### QUOTED PASSAGE
──────────

Our Science – Carrington Website
Mary N. Carrington, Ph.D.
Extensive genetic polymorphism is a primary characteristic of the human major histocompatibility complex (MHC) HLA class I and class II loci, which encode products that present antigenic peptides to T cells, initiating an adaptive immune response and clearance of foreign material. Variation within these loci is concentrated primarily at positions that alter amino acid sequences and determine specificity for foreign peptides. Apart from their role in the acquired immune response, HLA class I molecules participate in innate immunity as ligands for the killer immunoglobulin-like receptors (KIR). KIR molecules are expressed on natural killer (NK) cells, critical components of the innate immune system that are directly involved in the anti-viral/anti-tumor immune response. Upon binding of HLA ligand, KIR molecules regulate cytotoxicity and cytokine production through balanced control of activation and inhibition of NK cells. KIR are expressed on a subset of T cells as well, affirming their role in both innate and adaptive immunity, but they are distinct from other NK cell receptors in that they are exceptionally diverse and rapidly evolving (characteristics they share with the HLA molecules). The HLA and KIR loci are located on different chromosomes (6p and 19q, respectively), so they segregate independently. Thus the presence of genes/alleles encoding corresponding receptor-ligand pairs is necessary for functional activity, but the presence of one without the other has no influence on effector cell activity. Given the extensive diversity of the HLA class I and KIR gene loci and the central role of their interactions in modulating both the innate and adaptive immune response, variation at these loci likely influences the risk of disease pathogenesis; it also indicates the necessity for co-evolution of these two sets of genes in order to maintain an appropriate level of functional interaction that is beneficial to the individual.

──────────

### COLLECTED DATA
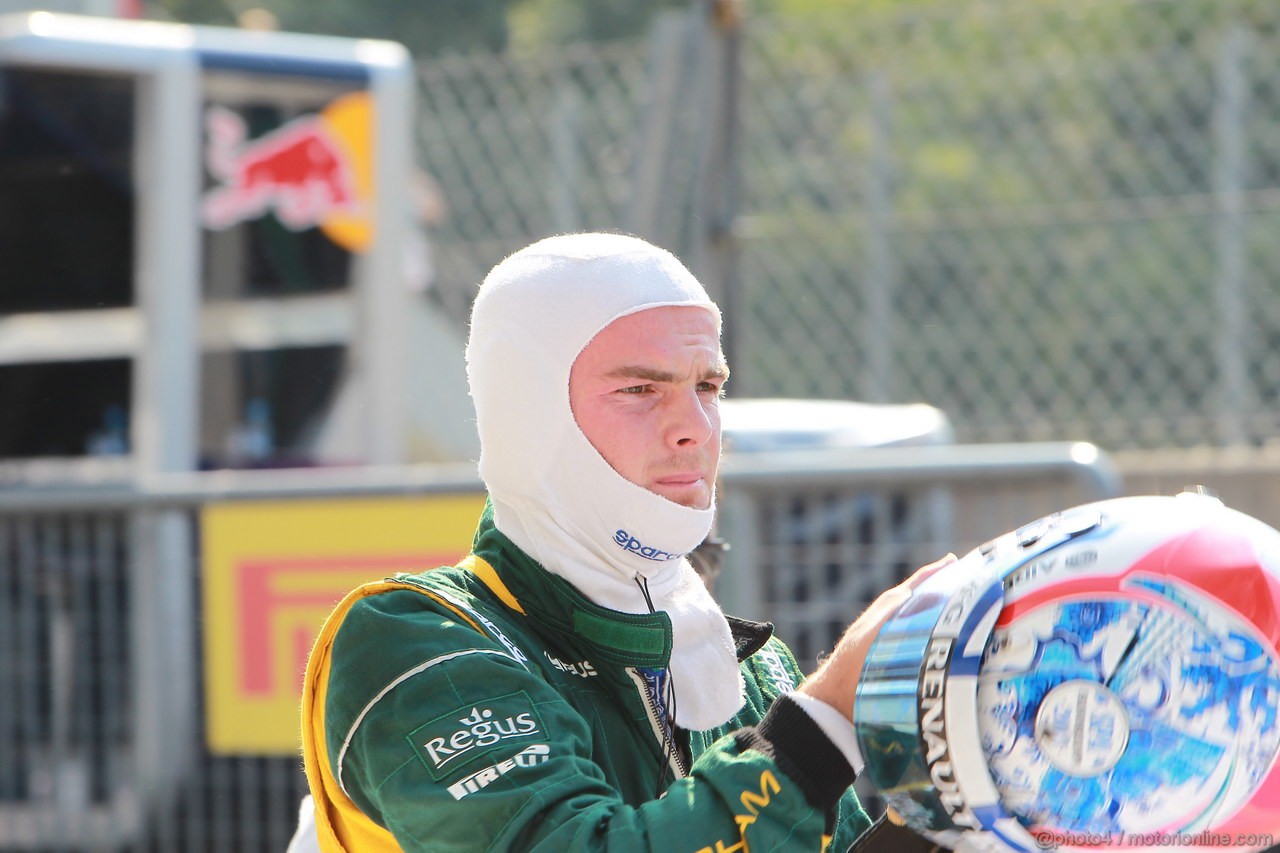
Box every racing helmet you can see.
[854,492,1280,852]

──────────

### WHAT IS BEING ASKED
Continue the research overview on HLA and KIR gene diversity, starting after its final sentence.

### RESPONSE TO THE EXERCISE
The main goal of my laboratory is to understand the genetic basis for resistance or susceptibility to disease conferred by HLA and KIR variants and related loci. Our approach involves direct testing for genetic effects of polymorphic genes within the MHC, as well as functionally relevant combinations of HLA class I alleles and KIR genes, on specific disease outcomes. We have detected novel associations between specific KIR/HLA genotypes that are known to behave as receptor-ligand pairs and disease outcomes to infection (HIV and hepatitis C virus [HCV]), cancer (nasopharyngeal carcinoma [NPC] and cervical neoplasia), autoimmune disease (psoriatic arthritis), and maternal-fetal disease (pre-eclampsia, miscarriage, and fetal growth restriction). Upon identification of genetic variants that associate with a given disease outcome, we are committed to assisting collaborators whose expertise allows direct testing for the functional significance of that genetic finding. These collaborative studies have been exceptionally rewarding, specifically for HIV-1 and HCV disease, in that they explain and confirm the genetic data, and thereby provide solid information for potential use in therapeutic development.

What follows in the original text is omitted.